** BEGIN EXTRACTED RECORDS **
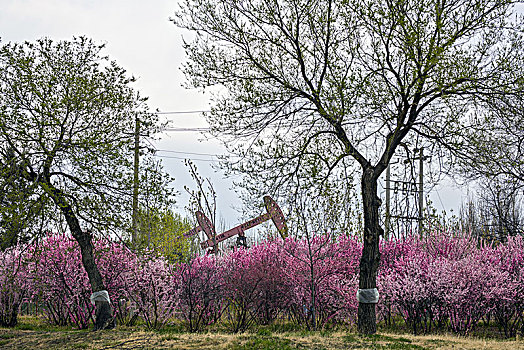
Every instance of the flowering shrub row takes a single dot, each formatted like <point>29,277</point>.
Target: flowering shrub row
<point>442,282</point>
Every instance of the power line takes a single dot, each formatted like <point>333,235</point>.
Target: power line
<point>184,158</point>
<point>186,129</point>
<point>184,112</point>
<point>192,153</point>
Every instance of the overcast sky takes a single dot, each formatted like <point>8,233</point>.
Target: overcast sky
<point>141,39</point>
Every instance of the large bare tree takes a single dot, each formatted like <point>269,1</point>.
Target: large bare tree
<point>67,116</point>
<point>307,84</point>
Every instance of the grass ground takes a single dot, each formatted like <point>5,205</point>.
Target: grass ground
<point>34,334</point>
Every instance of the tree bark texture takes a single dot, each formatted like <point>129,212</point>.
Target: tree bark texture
<point>370,258</point>
<point>104,313</point>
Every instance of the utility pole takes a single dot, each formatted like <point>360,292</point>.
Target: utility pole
<point>421,192</point>
<point>134,237</point>
<point>388,198</point>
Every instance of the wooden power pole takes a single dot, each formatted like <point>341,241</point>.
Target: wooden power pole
<point>134,236</point>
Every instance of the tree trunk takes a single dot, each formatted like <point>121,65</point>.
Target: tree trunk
<point>370,259</point>
<point>104,312</point>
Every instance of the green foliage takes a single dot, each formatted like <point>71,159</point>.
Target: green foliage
<point>66,116</point>
<point>162,233</point>
<point>308,90</point>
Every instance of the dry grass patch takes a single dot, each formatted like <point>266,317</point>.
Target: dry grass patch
<point>34,334</point>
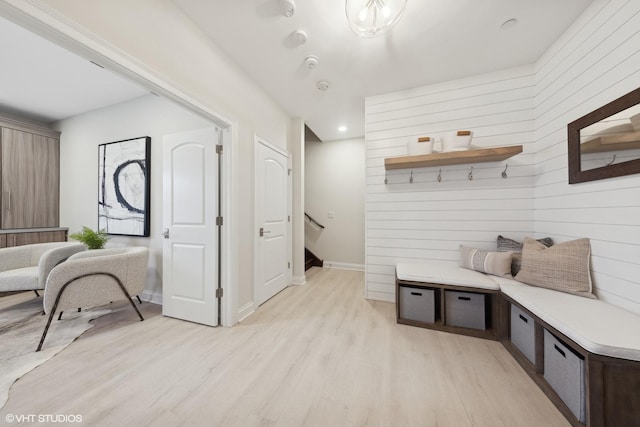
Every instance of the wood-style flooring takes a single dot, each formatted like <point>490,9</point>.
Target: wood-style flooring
<point>314,355</point>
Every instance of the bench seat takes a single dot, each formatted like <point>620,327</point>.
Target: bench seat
<point>445,275</point>
<point>597,326</point>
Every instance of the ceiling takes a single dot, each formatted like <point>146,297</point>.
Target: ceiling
<point>41,81</point>
<point>436,40</point>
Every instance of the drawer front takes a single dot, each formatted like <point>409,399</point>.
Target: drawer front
<point>564,371</point>
<point>523,333</point>
<point>417,304</point>
<point>465,309</point>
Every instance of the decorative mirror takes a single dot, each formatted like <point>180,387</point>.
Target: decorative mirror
<point>606,142</point>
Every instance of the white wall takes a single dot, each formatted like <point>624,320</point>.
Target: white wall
<point>145,116</point>
<point>157,36</point>
<point>596,61</point>
<point>428,220</point>
<point>335,182</point>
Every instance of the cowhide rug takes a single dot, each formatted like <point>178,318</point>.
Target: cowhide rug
<point>21,326</point>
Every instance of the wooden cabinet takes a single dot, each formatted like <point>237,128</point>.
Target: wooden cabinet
<point>29,184</point>
<point>29,237</point>
<point>30,159</point>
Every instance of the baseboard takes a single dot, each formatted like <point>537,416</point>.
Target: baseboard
<point>152,297</point>
<point>298,280</point>
<point>246,310</point>
<point>344,266</point>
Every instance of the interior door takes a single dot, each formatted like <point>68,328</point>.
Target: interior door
<point>273,272</point>
<point>190,259</point>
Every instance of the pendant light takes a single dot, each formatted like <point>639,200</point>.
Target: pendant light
<point>372,18</point>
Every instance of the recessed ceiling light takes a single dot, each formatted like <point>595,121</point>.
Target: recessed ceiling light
<point>311,61</point>
<point>509,23</point>
<point>287,7</point>
<point>300,36</point>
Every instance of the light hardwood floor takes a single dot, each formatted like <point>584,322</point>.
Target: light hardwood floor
<point>314,355</point>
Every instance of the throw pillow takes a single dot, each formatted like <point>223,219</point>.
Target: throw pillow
<point>506,245</point>
<point>562,267</point>
<point>496,263</point>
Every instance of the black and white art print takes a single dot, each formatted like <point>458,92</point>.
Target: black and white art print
<point>124,187</point>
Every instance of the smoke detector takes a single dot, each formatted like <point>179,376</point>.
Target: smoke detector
<point>287,7</point>
<point>300,37</point>
<point>311,62</point>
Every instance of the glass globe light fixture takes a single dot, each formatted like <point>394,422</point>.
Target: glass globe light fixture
<point>372,18</point>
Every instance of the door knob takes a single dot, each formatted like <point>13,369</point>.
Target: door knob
<point>263,231</point>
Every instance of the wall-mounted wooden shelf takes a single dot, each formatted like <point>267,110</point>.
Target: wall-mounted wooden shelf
<point>475,155</point>
<point>626,141</point>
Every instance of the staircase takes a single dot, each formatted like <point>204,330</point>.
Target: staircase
<point>310,260</point>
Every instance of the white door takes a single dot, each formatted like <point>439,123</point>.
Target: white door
<point>273,272</point>
<point>190,197</point>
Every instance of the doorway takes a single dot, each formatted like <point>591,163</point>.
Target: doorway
<point>273,221</point>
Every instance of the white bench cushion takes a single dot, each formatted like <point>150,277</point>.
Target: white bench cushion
<point>598,327</point>
<point>445,275</point>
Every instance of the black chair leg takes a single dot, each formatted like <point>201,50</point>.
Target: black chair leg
<point>64,287</point>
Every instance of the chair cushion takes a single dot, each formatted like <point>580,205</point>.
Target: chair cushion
<point>19,279</point>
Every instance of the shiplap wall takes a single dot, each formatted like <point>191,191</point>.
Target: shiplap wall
<point>427,220</point>
<point>596,61</point>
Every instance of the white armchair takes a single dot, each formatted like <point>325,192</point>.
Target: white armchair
<point>95,278</point>
<point>25,268</point>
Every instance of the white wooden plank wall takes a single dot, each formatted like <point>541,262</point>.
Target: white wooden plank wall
<point>596,61</point>
<point>428,220</point>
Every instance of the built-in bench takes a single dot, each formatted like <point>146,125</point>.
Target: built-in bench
<point>583,353</point>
** END EXTRACTED RECORDS **
__SET TASK__
Render the data above as a numbered list, starting with the line that contains "Every instance of the green" and going on through the line that contains "<point>436,40</point>". Skip blank lines and leave the pictures out.

__SOLVED PROBLEM__
1. Every instance of the green foliage takes a single dot, each formatted like <point>71,159</point>.
2. Target: green foliage
3. <point>66,116</point>
4. <point>162,233</point>
5. <point>308,90</point>
6. Every instance of the dry grass patch takes a single dot, each formatted like <point>266,317</point>.
7. Target: dry grass patch
8. <point>34,334</point>
9. Every instance of the wood-style flooring takes a single dot, each formatted like <point>490,9</point>.
10. Target: wood-style flooring
11. <point>314,355</point>
12. Every instance of the bench seat takes a single dot, each formatted like <point>620,327</point>.
13. Target: bench seat
14. <point>445,275</point>
15. <point>597,326</point>
16. Every instance of the ceiling takes a single dot, each formatted like <point>146,297</point>.
17. Target: ceiling
18. <point>41,81</point>
19. <point>436,40</point>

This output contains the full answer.